**DOCUMENT SECTION**
****************

Michael W. Gilbert v. The State of Texas--Appeal from County Court at Law No 2 of McLennan County

Annotate this Case

IN THE

TENTH COURT OF APPEALS

 

No. 10-95-068-CR

 

MICHAEL W. GILBERT,

Appellant

v.

 

THE STATE OF TEXAS,

Appellee

 

From the County Court at Law No. 2

McLennan County, Texas

Trial Court # 942144 CR2

 

O P I N I O N

 

A Waco Municipal Court judge found Michael W. Gilbert guilty of allowing a dog to run at large in the city, failing to have the dog vaccinated against rabies, and failing to appear to answer the charges. See Waco, Tex., Code 1-6, 7-20, 7-41 (1967) (current versions at Waco, Tex., Code 1-15(b), 5-61, 5-92 (1994)). The court assessed punishment of $225 in fines. Gilbert appealed from this judgment to a McLennan County court at law. See Tex. Code Crim. Proc. Ann. arts. 4.08 (Vernon 1977), 44.17 (Vernon Supp. 1996). After a bench trial in the county court at law, Gilbert was again found guilty of the animal-running-at-large and failure-to-vaccinate offenses on January 24, 1995. He was punished by a $75 fine and ordered to pay $220 in court costs. Although Gilbert was represented by counsel in the county court at law proceeding, he proceeds pro se on appeal.

Because the fine imposed by the county court at law was less than $100, we do not have jurisdiction "unless the sole issue is the constitutionality of the statute or ordinance on which the conviction is based." Id. art. 4.03 (Vernon Supp. 1996). The city ordinance states:

Sec. 7-41. Running at large.

(a) It shall be unlawful for any person who owns, keeps, harbors or otherwise has control over any animal, livestock, fowl or wildlife within the city to allow or permit such animal, livestock, fowl or wildlife to run or be at large within the city.

. . .

(c) An animal shall be considered to be at large if it is not under the control of its owner by either a leash, chain, cord, or other suitable material attached to a collar or harness or not on the property of the owner. . . .

. . .

(e) Proof that an animal was found at large in violation of this section, together with proof that the defendant was the owner of such animal at the time, shall constitute prima facie evidence that the defendant allowed or permitted the animal to be at large.

Waco, Tex., Code 7-41 (1967) (current version at Waco, Tex., Code 5-92 (1994)).

Gilbert does not argue that the ordinance is facially unconstitutional. Instead, he argues that it is unconstitutional as applied to him under the circumstances.

****************

**SUPPLIED ENTRIES**
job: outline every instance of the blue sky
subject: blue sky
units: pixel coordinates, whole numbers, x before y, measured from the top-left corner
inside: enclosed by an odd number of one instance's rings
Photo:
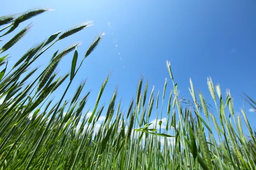
[[[79,41],[83,42],[78,48],[81,60],[94,37],[102,31],[105,32],[97,49],[85,60],[66,97],[70,99],[81,81],[88,77],[83,94],[93,91],[87,109],[94,105],[102,83],[110,71],[113,73],[100,105],[108,103],[118,84],[117,101],[122,97],[127,110],[135,96],[140,75],[144,74],[143,89],[149,78],[149,93],[155,85],[155,91],[159,89],[161,95],[165,78],[168,78],[167,103],[172,85],[166,60],[171,62],[180,97],[190,98],[188,87],[191,77],[195,90],[201,91],[207,101],[212,104],[207,83],[209,76],[214,85],[221,85],[222,94],[226,88],[230,89],[235,113],[243,107],[242,92],[256,99],[253,73],[256,62],[255,1],[26,0],[4,1],[1,4],[0,15],[35,7],[55,10],[20,24],[22,28],[33,21],[33,26],[9,51],[13,63],[21,53],[52,34],[65,31],[79,22],[93,20],[93,26],[58,42],[35,65],[41,65],[42,68],[56,50]],[[9,40],[13,35],[3,40]],[[62,61],[60,75],[70,70],[72,57],[70,54]],[[58,94],[67,84],[58,89],[55,98],[60,98]],[[254,128],[256,113],[250,112],[250,108],[246,105],[247,117]]]

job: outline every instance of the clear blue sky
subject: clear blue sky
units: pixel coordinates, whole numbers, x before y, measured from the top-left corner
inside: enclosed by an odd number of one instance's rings
[[[94,105],[102,83],[111,71],[113,73],[100,104],[108,103],[119,84],[117,101],[122,97],[124,109],[127,109],[143,74],[145,82],[149,78],[149,93],[154,85],[155,91],[159,89],[161,95],[165,79],[169,79],[166,103],[172,86],[166,66],[166,60],[171,62],[175,81],[180,90],[180,97],[190,97],[188,87],[191,77],[195,90],[201,91],[212,104],[207,83],[210,76],[215,85],[220,84],[223,94],[226,88],[230,89],[236,113],[243,107],[240,96],[242,92],[256,99],[254,0],[5,0],[1,5],[0,15],[34,7],[55,9],[21,24],[20,28],[33,21],[33,26],[9,51],[13,63],[20,54],[51,34],[64,31],[80,22],[93,20],[94,26],[58,42],[35,65],[45,65],[57,49],[61,50],[72,42],[81,40],[84,43],[78,49],[81,59],[95,36],[105,31],[105,36],[85,60],[66,96],[70,99],[80,81],[88,77],[83,94],[90,89],[93,91],[87,108]],[[60,75],[70,70],[72,57],[70,54],[62,61]],[[62,87],[55,94],[58,99],[65,85]],[[249,112],[250,108],[246,105],[246,112],[254,128],[256,113]],[[217,114],[216,111],[214,113]]]

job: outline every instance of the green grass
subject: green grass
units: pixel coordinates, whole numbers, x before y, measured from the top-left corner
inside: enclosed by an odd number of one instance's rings
[[[37,9],[20,15],[0,17],[1,37],[11,33],[21,22],[47,11]],[[91,115],[86,116],[89,110],[84,108],[90,92],[81,96],[86,81],[77,88],[72,100],[64,99],[69,88],[74,85],[72,81],[84,60],[90,57],[104,33],[93,40],[80,63],[77,63],[81,56],[76,50],[80,44],[78,42],[60,52],[56,50],[41,73],[37,73],[37,68],[28,70],[53,44],[92,23],[80,23],[63,33],[52,35],[21,55],[9,73],[6,71],[8,56],[0,56],[0,99],[3,101],[0,105],[1,170],[256,169],[256,132],[244,110],[241,110],[242,118],[234,114],[229,91],[226,95],[222,94],[219,85],[215,88],[210,77],[207,83],[216,107],[215,113],[209,112],[203,94],[195,93],[191,79],[189,91],[192,101],[182,102],[170,62],[167,62],[166,71],[172,81],[170,85],[166,80],[163,82],[162,96],[158,92],[155,97],[154,87],[148,94],[148,82],[144,88],[141,77],[136,98],[131,101],[127,112],[123,110],[122,101],[116,101],[117,88],[108,105],[99,106],[111,78],[108,75],[99,89],[95,105],[90,106],[93,108]],[[9,51],[29,28],[28,26],[9,42],[1,42],[2,52]],[[73,51],[70,73],[58,76],[56,69],[60,61]],[[39,75],[28,83],[35,72]],[[49,99],[52,93],[64,81],[69,83],[61,98],[53,103]],[[172,87],[169,96],[166,91],[167,85]],[[247,95],[244,97],[256,108],[255,102]],[[148,103],[145,102],[147,98]],[[166,100],[167,110],[164,110],[163,105]],[[66,114],[64,110],[67,110]],[[103,110],[106,119],[94,134]],[[157,113],[157,119],[160,120],[159,130],[156,123],[153,128],[150,124],[153,113]],[[167,115],[168,120],[164,128],[161,126],[163,114]],[[242,128],[243,121],[247,129]],[[249,136],[244,131],[249,132]]]

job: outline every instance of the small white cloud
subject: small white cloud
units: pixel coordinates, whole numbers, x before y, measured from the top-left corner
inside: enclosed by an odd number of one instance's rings
[[[150,122],[150,123],[152,123],[152,124],[149,126],[148,127],[150,129],[153,129],[155,127],[156,122],[157,119],[155,119]],[[160,126],[159,125],[159,122],[160,121],[160,119],[157,119],[157,129],[159,129],[160,128]],[[166,125],[167,124],[167,118],[166,117],[164,117],[163,118],[162,118],[162,125],[161,125],[161,129],[165,129],[166,128]]]
[[[87,114],[86,114],[86,117],[87,118],[88,118],[88,117],[90,117],[91,116],[92,116],[92,114],[93,114],[93,113],[91,111],[89,111],[88,112]]]
[[[29,114],[28,116],[28,118],[29,118],[29,120],[31,120],[31,118],[32,118],[32,116],[33,116],[33,113],[29,113]]]
[[[99,118],[99,119],[98,120],[98,121],[99,122],[103,122],[103,121],[105,120],[105,119],[106,116],[101,116]]]
[[[237,52],[237,49],[236,49],[236,48],[231,49],[231,50],[230,50],[230,52],[232,53],[236,53],[236,52]]]
[[[5,96],[4,96],[2,98],[1,98],[1,99],[0,99],[0,105],[2,105],[3,104],[6,96],[5,95]]]

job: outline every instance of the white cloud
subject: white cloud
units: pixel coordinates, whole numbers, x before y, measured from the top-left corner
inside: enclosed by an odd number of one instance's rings
[[[86,117],[87,118],[88,118],[88,117],[90,117],[91,116],[92,116],[92,114],[93,114],[93,113],[91,111],[89,111],[88,112],[87,114],[86,114]]]
[[[29,113],[29,114],[28,116],[28,118],[29,118],[29,120],[31,120],[31,118],[32,118],[32,116],[33,116],[33,113]]]
[[[151,124],[150,125],[150,126],[149,126],[148,127],[148,128],[149,129],[154,129],[155,128],[155,125],[156,125],[156,119],[154,119],[152,121],[151,121],[150,122],[150,123],[152,123],[152,124]],[[157,119],[157,129],[160,129],[160,126],[159,125],[159,122],[160,121],[160,119]],[[166,128],[166,125],[167,124],[167,118],[166,118],[166,117],[164,117],[163,118],[162,118],[162,125],[161,126],[161,129],[164,129]]]
[[[0,105],[2,105],[3,104],[6,96],[5,95],[5,96],[4,96],[2,98],[1,98],[1,99],[0,99]]]
[[[99,122],[103,122],[103,121],[105,120],[105,119],[106,119],[106,116],[101,116],[99,118],[99,119],[98,120],[98,121],[99,121]]]

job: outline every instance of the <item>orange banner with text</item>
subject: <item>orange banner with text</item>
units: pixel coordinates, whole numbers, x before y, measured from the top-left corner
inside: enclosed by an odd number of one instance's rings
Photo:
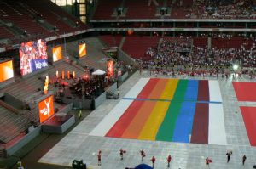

****************

**PROBLEMS AND TASKS**
#1 Update the passage of the court opinion from "Sec. 7-41. Running" down to "owner. . . ." so that "harness" is replaced with "halter".
#2 Continue the appellate court opinion on Gilbert's dog ordinance conviction from the point where it stops.

**ANSWERS FOR THE TASKS**
#1
Sec. 7-41. Running at large.

(a) It shall be unlawful for any person who owns, keeps, harbors or otherwise has control over any animal, livestock, fowl or wildlife within the city to allow or permit such animal, livestock, fowl or wildlife to run or be at large within the city.

. . .

(c) An animal shall be considered to be at large if it is not under the control of its owner by either a leash, chain, cord, or other suitable material attached to a collar or halter or not on the property of the owner. . . .

#2
The only record we have from the hearing is the court's pronouncement:

THE COURT: Mr. Gilbert, the Court having heard the testimony in this case is going to find that you are guilty as charged. The statute does not require that you own the dog. The statute simply requires that you own or keep or harbor or otherwise have control of the dog. And even from your testimony, you apparently had joint control of the dog, and the statute requires that the State prove that you had control of the dog and failed to exercise that control, and I think they've proved that case.

Gilbert objects to the court's finding of "joint control." He argues that he was not in primary control of the dog, that the dog belonged to his sister, and that he committed no wilful or negligent act in failing to control the animal. In essence, Gilbert argues that the evidence is insufficient to sustain his conviction. We do not have a record from which to determine a sufficiency question; // nor do we have jurisdiction to review a sufficiency question in this case. Tex. Code Crim. Proc. Ann. art. 4.03. In light of our restricted jurisdiction, we also do not reach Gilbert's other arguments which do not attack the constitutionality of the "dog-at-large" statute. // Id.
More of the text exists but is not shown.